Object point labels
--------------------

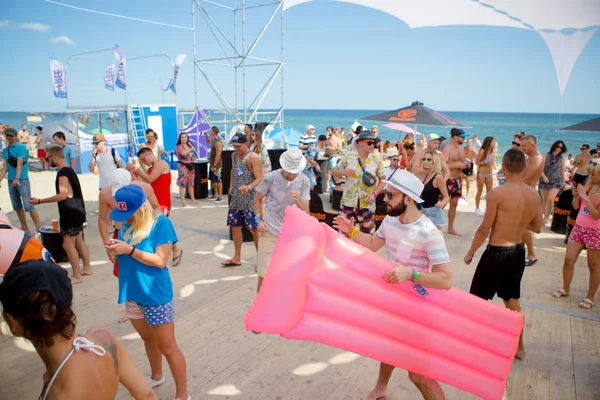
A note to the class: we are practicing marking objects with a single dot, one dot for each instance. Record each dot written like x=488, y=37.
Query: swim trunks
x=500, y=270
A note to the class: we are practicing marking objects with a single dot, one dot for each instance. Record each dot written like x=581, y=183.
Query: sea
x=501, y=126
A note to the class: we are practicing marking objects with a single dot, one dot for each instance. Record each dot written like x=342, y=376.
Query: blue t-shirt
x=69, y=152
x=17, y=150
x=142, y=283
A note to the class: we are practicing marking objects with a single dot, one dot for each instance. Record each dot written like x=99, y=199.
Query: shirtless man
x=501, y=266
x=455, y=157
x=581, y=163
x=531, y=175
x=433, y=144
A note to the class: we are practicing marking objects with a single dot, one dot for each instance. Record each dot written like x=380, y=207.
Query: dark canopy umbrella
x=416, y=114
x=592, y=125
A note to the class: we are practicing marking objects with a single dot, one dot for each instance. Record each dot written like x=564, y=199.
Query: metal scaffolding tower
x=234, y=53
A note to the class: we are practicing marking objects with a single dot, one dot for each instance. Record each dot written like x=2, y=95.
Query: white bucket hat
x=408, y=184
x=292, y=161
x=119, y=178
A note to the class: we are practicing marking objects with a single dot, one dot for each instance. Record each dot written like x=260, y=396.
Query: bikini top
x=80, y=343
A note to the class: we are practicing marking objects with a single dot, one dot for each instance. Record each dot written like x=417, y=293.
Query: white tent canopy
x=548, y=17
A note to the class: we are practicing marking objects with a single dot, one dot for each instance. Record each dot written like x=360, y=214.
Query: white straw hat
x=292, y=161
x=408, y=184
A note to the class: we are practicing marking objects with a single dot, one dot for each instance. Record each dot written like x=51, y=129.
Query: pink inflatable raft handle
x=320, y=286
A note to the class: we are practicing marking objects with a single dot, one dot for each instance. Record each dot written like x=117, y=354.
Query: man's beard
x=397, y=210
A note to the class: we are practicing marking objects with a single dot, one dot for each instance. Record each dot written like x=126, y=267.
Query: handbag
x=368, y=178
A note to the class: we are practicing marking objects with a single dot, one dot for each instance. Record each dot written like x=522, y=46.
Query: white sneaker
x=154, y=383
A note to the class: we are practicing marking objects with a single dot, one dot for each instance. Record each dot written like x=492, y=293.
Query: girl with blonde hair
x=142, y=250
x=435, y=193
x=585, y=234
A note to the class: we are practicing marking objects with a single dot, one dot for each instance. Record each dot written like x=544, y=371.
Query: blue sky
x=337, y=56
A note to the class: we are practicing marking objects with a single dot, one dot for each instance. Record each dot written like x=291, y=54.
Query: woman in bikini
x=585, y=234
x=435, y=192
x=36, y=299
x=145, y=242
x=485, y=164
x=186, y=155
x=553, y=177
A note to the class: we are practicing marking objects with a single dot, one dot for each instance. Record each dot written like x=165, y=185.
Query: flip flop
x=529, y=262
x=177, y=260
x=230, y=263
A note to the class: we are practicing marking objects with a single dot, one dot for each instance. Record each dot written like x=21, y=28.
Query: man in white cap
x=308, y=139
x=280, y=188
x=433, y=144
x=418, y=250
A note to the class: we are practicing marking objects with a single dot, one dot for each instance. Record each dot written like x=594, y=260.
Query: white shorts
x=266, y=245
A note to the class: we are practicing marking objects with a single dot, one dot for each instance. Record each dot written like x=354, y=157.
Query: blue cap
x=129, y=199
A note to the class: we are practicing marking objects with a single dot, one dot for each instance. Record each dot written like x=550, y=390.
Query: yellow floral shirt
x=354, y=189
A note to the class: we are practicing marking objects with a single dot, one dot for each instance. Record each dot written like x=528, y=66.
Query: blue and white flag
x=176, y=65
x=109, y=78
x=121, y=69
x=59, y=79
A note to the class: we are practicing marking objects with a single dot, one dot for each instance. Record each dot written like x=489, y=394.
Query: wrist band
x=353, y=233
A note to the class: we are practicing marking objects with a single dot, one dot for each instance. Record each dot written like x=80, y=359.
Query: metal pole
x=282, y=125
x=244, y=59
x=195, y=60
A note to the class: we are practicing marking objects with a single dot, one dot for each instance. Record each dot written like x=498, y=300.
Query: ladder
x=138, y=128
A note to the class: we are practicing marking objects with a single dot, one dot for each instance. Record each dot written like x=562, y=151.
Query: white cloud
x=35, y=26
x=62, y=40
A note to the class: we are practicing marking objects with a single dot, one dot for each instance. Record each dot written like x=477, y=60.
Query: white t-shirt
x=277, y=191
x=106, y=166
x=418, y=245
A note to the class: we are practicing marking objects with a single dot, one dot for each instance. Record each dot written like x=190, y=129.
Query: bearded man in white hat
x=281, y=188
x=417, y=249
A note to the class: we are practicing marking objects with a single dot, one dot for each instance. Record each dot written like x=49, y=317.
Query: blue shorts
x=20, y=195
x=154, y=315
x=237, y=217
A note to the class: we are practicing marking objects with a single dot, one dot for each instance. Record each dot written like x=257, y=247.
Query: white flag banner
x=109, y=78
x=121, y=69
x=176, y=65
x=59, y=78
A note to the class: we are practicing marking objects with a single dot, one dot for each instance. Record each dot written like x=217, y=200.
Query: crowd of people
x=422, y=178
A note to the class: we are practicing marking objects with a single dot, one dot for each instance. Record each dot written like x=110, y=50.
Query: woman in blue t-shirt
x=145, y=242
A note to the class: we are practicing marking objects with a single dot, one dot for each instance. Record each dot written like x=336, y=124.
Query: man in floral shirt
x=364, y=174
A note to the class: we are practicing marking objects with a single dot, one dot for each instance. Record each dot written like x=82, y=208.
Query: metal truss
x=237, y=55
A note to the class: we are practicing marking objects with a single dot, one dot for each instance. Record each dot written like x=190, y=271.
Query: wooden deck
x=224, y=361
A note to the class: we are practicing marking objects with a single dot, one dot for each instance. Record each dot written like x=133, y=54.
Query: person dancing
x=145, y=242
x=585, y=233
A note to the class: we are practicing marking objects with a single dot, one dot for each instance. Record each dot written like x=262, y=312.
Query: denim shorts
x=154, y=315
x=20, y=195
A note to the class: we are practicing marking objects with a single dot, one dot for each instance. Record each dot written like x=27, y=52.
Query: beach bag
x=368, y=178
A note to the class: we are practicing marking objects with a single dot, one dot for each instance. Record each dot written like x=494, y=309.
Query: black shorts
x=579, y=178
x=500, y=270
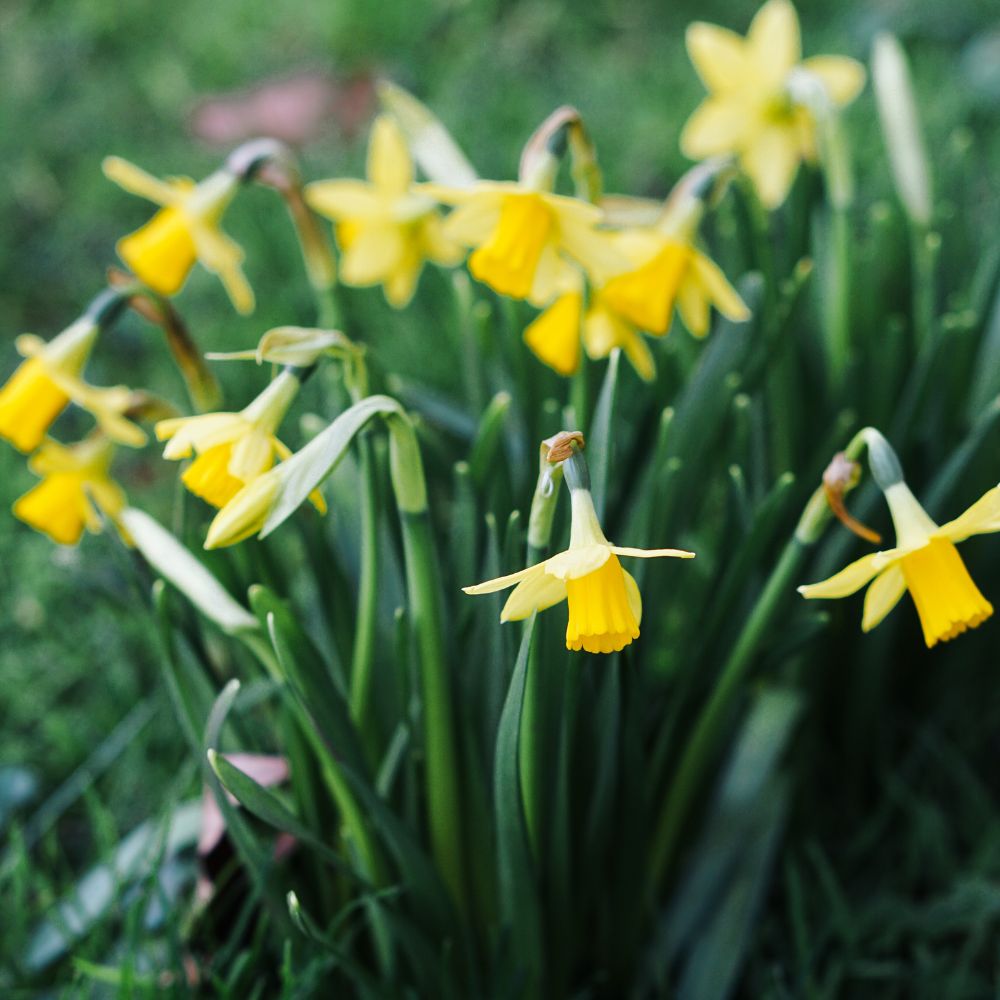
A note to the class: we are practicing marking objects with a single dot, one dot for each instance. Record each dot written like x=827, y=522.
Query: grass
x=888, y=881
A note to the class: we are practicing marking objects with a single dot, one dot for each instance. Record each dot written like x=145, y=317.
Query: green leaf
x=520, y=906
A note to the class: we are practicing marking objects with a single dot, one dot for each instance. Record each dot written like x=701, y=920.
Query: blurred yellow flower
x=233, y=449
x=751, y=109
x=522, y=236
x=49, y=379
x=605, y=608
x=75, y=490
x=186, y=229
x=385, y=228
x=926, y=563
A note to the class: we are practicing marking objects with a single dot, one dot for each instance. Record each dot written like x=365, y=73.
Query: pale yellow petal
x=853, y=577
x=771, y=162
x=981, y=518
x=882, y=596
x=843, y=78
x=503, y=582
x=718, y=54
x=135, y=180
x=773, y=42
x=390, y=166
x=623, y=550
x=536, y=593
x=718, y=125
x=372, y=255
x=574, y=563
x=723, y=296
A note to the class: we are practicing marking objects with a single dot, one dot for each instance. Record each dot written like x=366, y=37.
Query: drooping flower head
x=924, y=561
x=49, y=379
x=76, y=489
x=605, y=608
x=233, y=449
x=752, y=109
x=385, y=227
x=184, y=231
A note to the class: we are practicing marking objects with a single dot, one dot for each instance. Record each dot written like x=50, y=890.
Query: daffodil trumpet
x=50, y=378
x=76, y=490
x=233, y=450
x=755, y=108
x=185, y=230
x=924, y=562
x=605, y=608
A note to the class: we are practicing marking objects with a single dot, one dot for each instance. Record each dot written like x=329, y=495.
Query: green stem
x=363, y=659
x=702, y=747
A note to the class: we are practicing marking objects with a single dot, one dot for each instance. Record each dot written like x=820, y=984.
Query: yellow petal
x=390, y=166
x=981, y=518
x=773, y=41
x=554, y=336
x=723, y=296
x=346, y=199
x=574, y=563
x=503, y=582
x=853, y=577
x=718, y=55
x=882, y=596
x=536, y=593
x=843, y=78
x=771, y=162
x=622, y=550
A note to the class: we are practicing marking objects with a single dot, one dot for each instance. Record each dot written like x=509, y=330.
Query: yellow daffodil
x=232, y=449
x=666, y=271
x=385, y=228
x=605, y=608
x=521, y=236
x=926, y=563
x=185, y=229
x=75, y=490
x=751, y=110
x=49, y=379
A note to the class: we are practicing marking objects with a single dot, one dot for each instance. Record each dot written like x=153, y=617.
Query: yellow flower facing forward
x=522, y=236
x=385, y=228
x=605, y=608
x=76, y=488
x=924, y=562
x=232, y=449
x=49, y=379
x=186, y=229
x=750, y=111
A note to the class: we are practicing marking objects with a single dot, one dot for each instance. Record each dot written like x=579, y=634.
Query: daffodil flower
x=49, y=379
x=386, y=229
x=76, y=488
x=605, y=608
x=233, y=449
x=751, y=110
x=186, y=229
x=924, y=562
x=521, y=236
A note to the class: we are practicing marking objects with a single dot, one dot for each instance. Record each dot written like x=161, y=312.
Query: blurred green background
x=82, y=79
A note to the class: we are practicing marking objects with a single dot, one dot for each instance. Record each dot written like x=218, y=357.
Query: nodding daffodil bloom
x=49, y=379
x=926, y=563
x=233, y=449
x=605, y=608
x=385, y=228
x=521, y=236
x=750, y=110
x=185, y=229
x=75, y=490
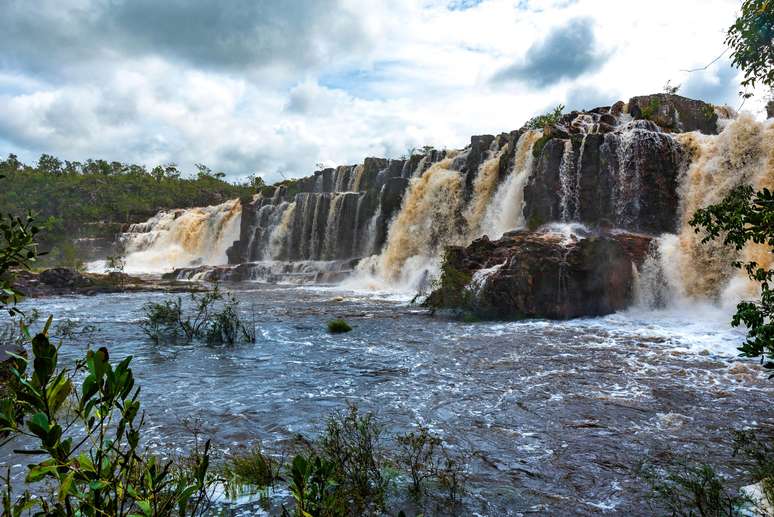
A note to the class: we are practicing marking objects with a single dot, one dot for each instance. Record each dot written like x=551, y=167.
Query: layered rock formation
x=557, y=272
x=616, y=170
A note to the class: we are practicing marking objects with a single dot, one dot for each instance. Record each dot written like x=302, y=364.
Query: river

--------------------

> YOUR TASK
Copy word for word the stretch of the data above, from the line containing "like x=354, y=157." through the line containing "x=129, y=199", including both of those lines.

> PROBLEM SOLUTION
A note to the class: we are practicing marking objects with a single dot, one dot for each instance. Record each dot written like x=354, y=157.
Query: blue cap
x=129, y=199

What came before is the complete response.